-- begin Data listing --

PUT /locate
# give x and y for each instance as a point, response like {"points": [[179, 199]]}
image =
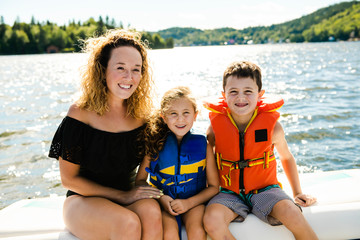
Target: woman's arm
{"points": [[71, 180], [183, 205], [142, 175], [289, 164]]}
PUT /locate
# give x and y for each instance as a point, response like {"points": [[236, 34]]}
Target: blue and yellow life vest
{"points": [[180, 170]]}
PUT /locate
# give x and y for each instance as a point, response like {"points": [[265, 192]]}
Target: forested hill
{"points": [[36, 37], [337, 22]]}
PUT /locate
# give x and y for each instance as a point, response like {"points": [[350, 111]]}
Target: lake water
{"points": [[319, 82]]}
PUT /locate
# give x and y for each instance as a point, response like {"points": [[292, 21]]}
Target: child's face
{"points": [[241, 95], [180, 117]]}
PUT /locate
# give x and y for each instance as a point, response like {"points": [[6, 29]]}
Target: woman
{"points": [[97, 144]]}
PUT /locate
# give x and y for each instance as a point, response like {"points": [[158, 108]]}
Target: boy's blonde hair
{"points": [[94, 88], [243, 69], [157, 130]]}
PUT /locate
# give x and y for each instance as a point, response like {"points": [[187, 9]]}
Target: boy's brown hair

-- end Data listing --

# Problem details
Copy all of the records above word for word, but leave out the pictures.

# Result for this exercise
PUT /locate
# give x and y for each instance as a point, response like {"points": [[179, 199]]}
image =
Target: woman's arm
{"points": [[71, 180], [183, 205], [142, 175], [289, 164]]}
PUT /locate
# give x and y for each instance as a point, response like {"points": [[236, 34]]}
Target: blue and yellow life vest
{"points": [[180, 170]]}
PUT /locate
# give x and y for each instance as a point, response like {"points": [[265, 192]]}
Target: forested hill
{"points": [[36, 37], [337, 22]]}
PUT /locate
# give x and y for each instance as a point, response like {"points": [[350, 111]]}
Target: lake water
{"points": [[319, 82]]}
PUT /locate
# give x and y for each instance as a point, response like {"points": [[292, 21]]}
Target: child's face
{"points": [[241, 95], [180, 117]]}
PUT /locate
# give x and y for each instance as a point, response like {"points": [[6, 29]]}
Target: woman
{"points": [[97, 144]]}
PUT /locate
# give x and y for each instance as a point, response like {"points": [[158, 108]]}
Target: boy's blonde hair
{"points": [[94, 88], [243, 69], [157, 130]]}
PUT /locate
# give x and y for each instance as a point, response like {"points": [[187, 9]]}
Target: boy's brown hair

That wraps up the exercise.